In what could be considered a ground-breaking study for mental illness, scientists have discovered a link between mothers and their daughters’ depression.
Science Daily reported that in a study done by Fumiko Hoef, a psychiatric researcher in the US among 35 families, it was revealed that the brain’s corticolimbic system, which regulates a person’s emotion and mood disorders, can be passed down from mothers to their daughters. But it is more unlikely to be inherited by their sons, while fathers do not generally pass it on to either their daughters or sons.
It is the first clinical research study of its kind to link depression with mothers and daughters, although it does not mean that mothers are necessarily responsible for their daughters’ depression.
“Many factors play a role in depression “” genes that are not inherited from the mother, social environment, and life experiences, to name only three. Mother-daughter transmission is just one piece of it,” Hoef said.

· · ·

● ACTION ITEM A: In the depression study text, rewrite the part starting with "In what could" and going on through "and their daughters’ depression.", swapping "scientists" for "researchers".
● ACTION ITEM B: In the depression study text, how many families were in Fumiko Hoef's study?
● ACTION ITEM C: Take the text about mothers, daughters and depression further from where it stops.

● GIVEN DATA:
· · ·

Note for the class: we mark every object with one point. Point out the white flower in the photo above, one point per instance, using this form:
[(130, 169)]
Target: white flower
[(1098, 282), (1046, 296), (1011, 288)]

· · ·

● TASK OUTPUT A:
In what could be considered a ground-breaking study for mental illness, researchers have discovered a link between mothers and their daughters’ depression.

● TASK OUTPUT B: 35 families.

● TASK OUTPUT C:
Using an MRI, Hoef and her research team were able to measure the “grey matter volume” in the corticolimbic systems of parents and their children in the study.
Results showed that no family member was diagnosed with depression, but the association between the corticolimbic grey matter volume of the mothers and daughters corticolimbic was “significantly greater” compared to mothers and sons, fathers and sons, and fathers and daughters.
Hoef said that using an MRI to study the pattern of brain structures in both parents and children is a first.
“This gives us a potential new tool to better understand depression and other neuropsychiatric conditions, as most conditions seem to show intergenerational transmission patterns,” she said.
“Anxiety, autism, addition, schizophrenia, dyslexia, you name it “”brain patterns inherited from both mothers and fathers have an impact on just about all of them.”
Considering the success in using MRI to study brain patterns, Hoef and her team will now use MRI as well to study brain structures of families who have children conceived and delivered through various types of in vitro fertilisation (IVF).
They will then study through imaging the brains of parents and children among families with the following characteristics: those whose birth mother was implanted with a donor egg; those where a surrogate was implanted with the biological mother’s egg; and those whose mother was implanted with her own fertilised egg in a homologous IVF procedure.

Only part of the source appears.